(Dataset rows on where objects appear)
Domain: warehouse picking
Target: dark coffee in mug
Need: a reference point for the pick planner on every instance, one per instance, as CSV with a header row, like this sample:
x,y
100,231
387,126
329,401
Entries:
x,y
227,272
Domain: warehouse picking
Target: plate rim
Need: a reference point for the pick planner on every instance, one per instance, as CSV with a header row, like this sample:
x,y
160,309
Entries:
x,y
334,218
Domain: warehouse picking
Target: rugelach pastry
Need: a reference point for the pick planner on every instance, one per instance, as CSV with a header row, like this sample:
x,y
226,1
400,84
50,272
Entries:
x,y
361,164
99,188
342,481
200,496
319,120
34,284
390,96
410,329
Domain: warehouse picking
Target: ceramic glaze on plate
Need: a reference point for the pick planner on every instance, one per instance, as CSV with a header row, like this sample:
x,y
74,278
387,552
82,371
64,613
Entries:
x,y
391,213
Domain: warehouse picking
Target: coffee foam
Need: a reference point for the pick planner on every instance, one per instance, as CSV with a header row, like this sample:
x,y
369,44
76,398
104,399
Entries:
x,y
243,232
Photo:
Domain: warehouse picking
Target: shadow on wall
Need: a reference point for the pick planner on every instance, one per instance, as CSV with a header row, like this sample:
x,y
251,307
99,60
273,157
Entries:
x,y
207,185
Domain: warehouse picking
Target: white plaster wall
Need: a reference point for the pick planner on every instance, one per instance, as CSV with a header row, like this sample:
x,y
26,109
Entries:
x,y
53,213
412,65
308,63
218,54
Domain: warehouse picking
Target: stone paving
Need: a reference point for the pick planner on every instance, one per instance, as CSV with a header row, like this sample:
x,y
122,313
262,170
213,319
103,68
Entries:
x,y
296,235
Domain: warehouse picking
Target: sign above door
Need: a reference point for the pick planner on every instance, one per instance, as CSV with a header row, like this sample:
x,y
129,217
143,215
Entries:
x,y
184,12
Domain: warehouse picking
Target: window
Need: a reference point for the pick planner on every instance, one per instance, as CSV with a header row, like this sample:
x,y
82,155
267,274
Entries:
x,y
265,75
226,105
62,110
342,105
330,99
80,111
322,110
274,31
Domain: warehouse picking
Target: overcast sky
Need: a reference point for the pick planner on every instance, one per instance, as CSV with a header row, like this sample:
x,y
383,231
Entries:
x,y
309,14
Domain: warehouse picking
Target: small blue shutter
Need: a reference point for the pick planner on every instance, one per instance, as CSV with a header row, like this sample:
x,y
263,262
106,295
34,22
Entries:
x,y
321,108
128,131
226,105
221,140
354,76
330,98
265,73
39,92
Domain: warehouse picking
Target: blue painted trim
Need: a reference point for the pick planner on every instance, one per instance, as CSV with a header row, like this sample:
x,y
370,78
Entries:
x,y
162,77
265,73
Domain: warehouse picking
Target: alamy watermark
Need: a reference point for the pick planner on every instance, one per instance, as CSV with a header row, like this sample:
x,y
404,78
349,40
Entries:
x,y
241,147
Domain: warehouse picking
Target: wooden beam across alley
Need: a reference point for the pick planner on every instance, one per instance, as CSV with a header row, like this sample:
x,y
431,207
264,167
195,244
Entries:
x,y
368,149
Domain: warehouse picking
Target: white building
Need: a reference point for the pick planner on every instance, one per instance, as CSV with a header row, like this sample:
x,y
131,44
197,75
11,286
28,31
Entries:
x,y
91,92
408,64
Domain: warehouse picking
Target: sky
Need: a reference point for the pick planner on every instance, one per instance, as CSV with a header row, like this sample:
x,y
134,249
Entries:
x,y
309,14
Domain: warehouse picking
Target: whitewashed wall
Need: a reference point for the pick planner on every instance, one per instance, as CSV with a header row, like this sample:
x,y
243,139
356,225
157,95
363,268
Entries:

§ **What you need to do**
Reproduce each record exactly, leaving nothing out.

§ **The response**
Domain: warehouse picking
Target: dark coffee in mug
Need: a reference point for the pick planner on every instance, one per instance, as CSV with a header row, like this sample:
x,y
100,231
387,126
329,401
Entries:
x,y
227,272
Domain: warehouse picking
Target: plate rim
Need: a reference point for the pick planner on every instance, one per instance, as CSV with a header row, like this sample:
x,y
160,309
Entries:
x,y
334,218
Domain: warehouse picking
Target: rugelach pastry
Need: a reference point for the pick planner on every instance, one per instance, as CSV with a header row, like this sample:
x,y
226,1
400,84
50,272
Entries:
x,y
361,164
99,188
342,481
200,496
319,120
34,284
390,96
410,329
Domain: warehouse picking
Target: ceramic glaze on plate
Need: a reference point for the pick planner on every instance, one per instance, as CSV with a header row, like this sample:
x,y
74,278
387,552
82,371
64,613
Entries:
x,y
391,213
Domain: warehouse picking
Target: coffee foam
Need: a reference point for the pick planner on every instance, one per instance, as CSV with a header row, like this sample:
x,y
369,44
76,398
104,399
Entries:
x,y
243,232
Photo:
Domain: warehouse picking
Target: shadow on wall
Need: a reference point for the pick planner on every instance, one per instance, as CSV with a header row, like this sample:
x,y
251,307
99,60
273,157
Entries:
x,y
207,185
Domain: warehouse picking
Target: white plaster wall
Need: a reference point for the pick planner on every instance, one per instance, as CSV with a header row, like this sample:
x,y
26,109
Entries:
x,y
53,213
412,65
308,63
218,54
Domain: warehouse picking
Target: stone paving
Need: a reference point for the pick planner on every instance, one per instance, as CSV with a header row, like this sample:
x,y
122,313
262,170
213,319
103,68
Entries:
x,y
296,235
Domain: warehouse picking
Target: sign above door
Need: a reference point for the pick planner on every instance, one per instance, as CSV with a header row, like this sample:
x,y
129,217
143,215
Entries:
x,y
184,12
Domain: warehouse picking
Target: window
Need: a reference point for the pick planner on every instance, one per instance, as CSV with a header row, like this sample:
x,y
82,155
267,274
Entries:
x,y
265,75
226,105
62,110
342,105
330,99
80,111
322,110
274,31
Domain: warehouse picking
Target: overcast sky
Need: a reference point for the pick planner on every instance, one per instance, as CSV with a header row, like this sample:
x,y
383,231
Entries:
x,y
309,14
Domain: warehouse picking
Target: small blue shutter
Need: a reference point for the pick planner on every instance, one per instance, as CSV with a header row, like this sample:
x,y
263,262
106,295
34,22
Entries:
x,y
321,108
128,131
226,105
221,140
354,76
330,98
265,73
39,92
Domain: warehouse picking
Target: blue painted trim
Need: a reference point for the pick planner on every instance, one per instance, as CSV with a header row, like this sample:
x,y
370,78
Entries:
x,y
162,77
265,73
Domain: warehouse picking
Target: alamy watermark
Need: a reference point for the pick planner on every instance, one per instance, as CSV with a header row, like this sample:
x,y
404,78
349,40
Entries:
x,y
241,147
Domain: warehouse picking
Target: wooden beam across alley
Need: a reference point for the pick planner on every instance, one per instance, as CSV with a header row, like this sample:
x,y
431,207
264,167
195,244
Entries:
x,y
368,149
Domain: warehouse picking
Target: white building
Need: a reference point for the pick planner on every instance, one per instance, as CSV with a header row, like this sample:
x,y
131,44
197,75
11,286
28,31
Entries:
x,y
91,92
408,64
Domain: warehouse picking
Target: sky
Need: a reference point for the pick planner on every instance, one per instance, as CSV with a header row, like this sample:
x,y
134,249
Entries:
x,y
309,14
Domain: warehouse picking
Target: whitewashed wall
Need: a reference point for the pick planner on every instance, one per instance, as CSV with a header row, like this sample:
x,y
243,139
356,225
157,95
363,268
Entries:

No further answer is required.